- Required task:
Rewrite every one of the items below as a numbered list, one line per number, and leave out any blank lines.

- Stored data:
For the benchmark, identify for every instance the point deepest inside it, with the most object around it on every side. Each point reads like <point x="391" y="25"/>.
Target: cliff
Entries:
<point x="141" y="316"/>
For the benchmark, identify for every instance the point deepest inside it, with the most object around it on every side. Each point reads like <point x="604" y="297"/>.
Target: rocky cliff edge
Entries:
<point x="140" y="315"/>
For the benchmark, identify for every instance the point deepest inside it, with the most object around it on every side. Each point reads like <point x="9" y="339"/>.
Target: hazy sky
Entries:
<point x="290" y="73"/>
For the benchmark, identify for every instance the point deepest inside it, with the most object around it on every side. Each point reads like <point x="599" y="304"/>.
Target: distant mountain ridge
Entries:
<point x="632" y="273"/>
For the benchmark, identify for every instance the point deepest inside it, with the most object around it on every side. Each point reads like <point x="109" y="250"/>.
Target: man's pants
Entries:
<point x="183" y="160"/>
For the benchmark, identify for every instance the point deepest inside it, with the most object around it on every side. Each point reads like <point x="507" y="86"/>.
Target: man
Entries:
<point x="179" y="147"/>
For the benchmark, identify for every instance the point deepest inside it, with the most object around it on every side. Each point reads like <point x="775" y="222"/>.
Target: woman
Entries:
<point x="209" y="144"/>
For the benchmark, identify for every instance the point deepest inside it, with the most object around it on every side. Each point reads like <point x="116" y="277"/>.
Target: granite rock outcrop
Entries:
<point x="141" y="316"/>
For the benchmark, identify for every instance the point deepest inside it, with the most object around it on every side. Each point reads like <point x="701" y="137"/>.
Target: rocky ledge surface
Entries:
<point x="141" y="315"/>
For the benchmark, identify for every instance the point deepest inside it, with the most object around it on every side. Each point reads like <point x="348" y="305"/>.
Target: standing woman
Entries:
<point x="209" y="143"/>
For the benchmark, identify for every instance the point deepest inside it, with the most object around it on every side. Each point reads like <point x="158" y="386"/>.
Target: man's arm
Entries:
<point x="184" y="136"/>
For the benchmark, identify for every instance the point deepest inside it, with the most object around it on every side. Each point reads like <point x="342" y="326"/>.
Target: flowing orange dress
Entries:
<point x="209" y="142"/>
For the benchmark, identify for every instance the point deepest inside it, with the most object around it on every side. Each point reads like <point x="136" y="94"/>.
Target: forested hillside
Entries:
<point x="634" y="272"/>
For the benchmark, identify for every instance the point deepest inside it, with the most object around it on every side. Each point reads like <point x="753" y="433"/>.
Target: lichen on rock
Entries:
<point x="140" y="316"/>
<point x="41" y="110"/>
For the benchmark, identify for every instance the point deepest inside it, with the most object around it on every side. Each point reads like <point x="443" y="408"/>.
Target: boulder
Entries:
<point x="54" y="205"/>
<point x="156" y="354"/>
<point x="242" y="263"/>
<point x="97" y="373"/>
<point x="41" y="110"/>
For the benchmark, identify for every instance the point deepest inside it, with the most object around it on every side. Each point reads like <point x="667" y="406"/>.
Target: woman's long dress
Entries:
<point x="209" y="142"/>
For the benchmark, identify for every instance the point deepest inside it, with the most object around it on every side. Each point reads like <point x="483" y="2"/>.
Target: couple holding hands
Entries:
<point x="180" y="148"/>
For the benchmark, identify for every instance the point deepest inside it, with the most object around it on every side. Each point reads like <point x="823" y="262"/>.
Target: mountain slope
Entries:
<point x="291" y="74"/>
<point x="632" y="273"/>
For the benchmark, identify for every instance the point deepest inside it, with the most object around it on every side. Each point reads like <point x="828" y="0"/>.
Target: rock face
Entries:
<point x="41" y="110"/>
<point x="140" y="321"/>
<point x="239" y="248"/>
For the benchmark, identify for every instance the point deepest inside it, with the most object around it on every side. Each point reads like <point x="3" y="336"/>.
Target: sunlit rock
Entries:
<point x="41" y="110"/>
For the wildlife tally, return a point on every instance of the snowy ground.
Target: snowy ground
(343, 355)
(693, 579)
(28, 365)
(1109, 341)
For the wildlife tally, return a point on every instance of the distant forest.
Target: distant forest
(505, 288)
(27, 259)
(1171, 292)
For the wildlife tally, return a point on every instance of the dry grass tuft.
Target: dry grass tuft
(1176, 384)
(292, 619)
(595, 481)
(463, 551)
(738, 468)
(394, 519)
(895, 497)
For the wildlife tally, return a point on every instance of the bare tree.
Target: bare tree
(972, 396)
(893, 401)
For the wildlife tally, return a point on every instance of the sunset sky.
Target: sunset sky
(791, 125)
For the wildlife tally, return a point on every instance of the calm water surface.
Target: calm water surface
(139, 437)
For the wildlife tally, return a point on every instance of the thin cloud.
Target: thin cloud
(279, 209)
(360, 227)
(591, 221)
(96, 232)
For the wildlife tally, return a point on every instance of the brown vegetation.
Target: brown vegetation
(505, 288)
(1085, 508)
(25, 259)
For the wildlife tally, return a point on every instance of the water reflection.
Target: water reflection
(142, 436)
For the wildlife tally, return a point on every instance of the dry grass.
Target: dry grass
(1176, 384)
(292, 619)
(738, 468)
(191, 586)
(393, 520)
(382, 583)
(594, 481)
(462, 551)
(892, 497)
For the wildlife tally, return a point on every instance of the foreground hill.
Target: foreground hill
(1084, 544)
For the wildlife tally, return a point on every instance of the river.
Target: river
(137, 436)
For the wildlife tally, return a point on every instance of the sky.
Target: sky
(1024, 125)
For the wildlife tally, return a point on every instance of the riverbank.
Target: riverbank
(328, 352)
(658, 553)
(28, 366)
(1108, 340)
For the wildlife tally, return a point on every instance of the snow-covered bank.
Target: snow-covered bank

- Problem solution:
1. For the benchmark, identify for every instance the point deepest inside it, with the most object around it on every side. Each point reads like <point x="391" y="25"/>.
2. Target: cliff
3. Entries:
4. <point x="141" y="316"/>
5. For the benchmark, identify for every instance the point deepest inside it, with the most object around it on every side. Each point reads like <point x="604" y="297"/>.
6. Target: rocky cliff edge
7. Entries:
8. <point x="140" y="315"/>
9. For the benchmark, identify for every instance the point deepest inside it, with the most object around it on every side. Each point reads like <point x="9" y="339"/>.
10. Target: hazy sky
11. Entries:
12. <point x="290" y="73"/>
13. For the benchmark, identify for every instance the point deepest inside it, with the most object around it on every side. Each point reads like <point x="599" y="304"/>.
14. Target: distant mountain ridge
15. Entries:
16. <point x="632" y="273"/>
17. For the benchmark, identify for every instance the point deepest inside it, with the most object around it on every side. Each point reads like <point x="109" y="250"/>.
18. Target: man's pants
19. Entries:
20. <point x="183" y="160"/>
21. For the benchmark, identify for every instance the point deepest inside it, with the most object around it on every side. Each point reads like <point x="507" y="86"/>.
22. Target: man
23. Entries:
24. <point x="179" y="147"/>
25. For the benchmark, identify for every instance the point deepest inside it, with the most object around it on every side. Each point reads like <point x="775" y="222"/>.
26. Target: woman
27. Entries:
28. <point x="209" y="144"/>
29. For the benchmark, identify for every instance the point deepest inside it, with the most object around it on every side. Each point reads like <point x="116" y="277"/>.
30. Target: granite rock outcrop
31. Entries:
32. <point x="141" y="316"/>
33. For the benchmark, identify for every instance the point deepest inside it, with the most object around it on every side. Each point reads like <point x="701" y="137"/>.
34. Target: rocky ledge surface
35. Entries:
36. <point x="141" y="315"/>
37. For the benchmark, identify for every instance the point deepest inside it, with the most object around it on every side. Each point reads like <point x="348" y="305"/>.
38. Target: standing woman
39. Entries:
40. <point x="209" y="143"/>
41. For the benchmark, identify for every instance the point deepest inside it, with the most object around it on every side. Each point reads like <point x="158" y="386"/>.
42. Target: man's arm
43. Entries:
44. <point x="184" y="136"/>
45. For the benchmark, identify for every instance the point deepest inside it, with the most object around it on every side. Each point reads like <point x="342" y="326"/>.
46. Target: flowing orange dress
47. Entries:
48. <point x="209" y="142"/>
49. For the benchmark, identify for every instance the point deepest inside it, with the most object around it on every side. Each point reads like <point x="136" y="94"/>.
50. Target: forested hillside
51. Entries:
52. <point x="634" y="272"/>
53. For the benchmark, identify for every instance the point deepest inside it, with the most object around it on every side. Each point reads like <point x="753" y="433"/>.
54. Target: lichen on rock
55. Entries:
56. <point x="140" y="316"/>
57. <point x="41" y="110"/>
58. For the benchmark, identify for every instance the point deepest inside it, with the most object around it on every side. Each point reads like <point x="443" y="408"/>.
59. Target: boulder
60. Entries:
61. <point x="54" y="205"/>
62. <point x="156" y="354"/>
63. <point x="242" y="263"/>
64. <point x="97" y="373"/>
65. <point x="41" y="110"/>
66. For the benchmark, identify for every instance the point deepest inside it, with the most object around it on every side. Each point reads like <point x="667" y="406"/>.
67. Target: woman's long dress
68. Entries:
69. <point x="209" y="142"/>
70. For the benchmark, identify for every instance the point deepest inside it, with the most object around it on every side. Each point reads like <point x="483" y="2"/>.
71. Target: couple holding hands
72. Entries:
73. <point x="180" y="148"/>
74. For the benchmark, identify for every instance the point deepest inside it, with the most object around it on every side. Each point reads like <point x="823" y="262"/>.
75. Target: mountain slope
76. Entries:
77. <point x="291" y="74"/>
78. <point x="632" y="273"/>
79. For the benchmark, identify for every instance the point deepest inside it, with the most object around it on every side. Each point reads like <point x="828" y="0"/>.
80. Target: rock face
81. Entries:
82. <point x="41" y="110"/>
83. <point x="140" y="321"/>
84. <point x="239" y="248"/>
85. For the benchmark, identify for every instance the point deepest inside it, with the most object around it on every side. Each point reads like <point x="3" y="336"/>.
86. Target: sunlit rock
87. Entries:
88. <point x="41" y="110"/>
89. For the wildlife tally, return a point on every instance of the snowy ground.
90. Target: snowy ground
91. (343, 355)
92. (693, 579)
93. (28, 365)
94. (1109, 341)
95. For the wildlife tally, return a point on every instance of the distant forest.
96. Target: distant forest
97. (505, 288)
98. (27, 259)
99. (1171, 292)
100. For the wildlife tally, return a point on every instance of the dry grass tuft.
101. Target: dry grass tuft
102. (1176, 384)
103. (292, 619)
104. (595, 481)
105. (463, 551)
106. (738, 468)
107. (394, 519)
108. (895, 497)
109. For the wildlife tally, return a point on every instance of the bare tree.
110. Target: bare tree
111. (972, 396)
112. (893, 401)
113. For the wildlife tally, return a point on every instance of the sunset sky.
114. Target: sunset sky
115. (791, 125)
116. For the wildlife tally, return a point on every instance of the calm water surface.
117. Target: calm water surface
118. (139, 437)
119. For the wildlife tally, return a point on every instance of the thin cloud.
120. Target: thin cloud
121. (279, 209)
122. (360, 227)
123. (591, 221)
124. (96, 232)
125. For the wildlife tally, return a point on every instance of the brown vegetation.
126. Target: brown vegetation
127. (505, 288)
128. (1085, 508)
129. (25, 259)
130. For the wildlife tally, return a point on every instance of the water reflection.
131. Target: water reflection
132. (142, 436)
133. For the wildlife tally, return a point on every instance of the dry grass.
134. Target: dry grass
135. (1176, 384)
136. (292, 619)
137. (738, 468)
138. (191, 586)
139. (393, 520)
140. (382, 583)
141. (594, 481)
142. (462, 551)
143. (892, 497)
144. For the wildlife tally, return a point on every instance of the foreground hill.
145. Target: foreground hill
146. (1084, 544)
147. For the wildlife tally, return a point on every instance of the river.
148. Target: river
149. (137, 436)
150. For the wildlife tally, return a point on every instance of the sky.
151. Target: sky
152. (1024, 125)
153. For the wildlife tally, return a point on every instance of the riverbank.
154. Target: riverbank
155. (328, 352)
156. (658, 553)
157. (28, 366)
158. (1108, 340)
159. For the wildlife tally, return a point on every instance of the snow-covered bank.
160. Target: snow-covered bank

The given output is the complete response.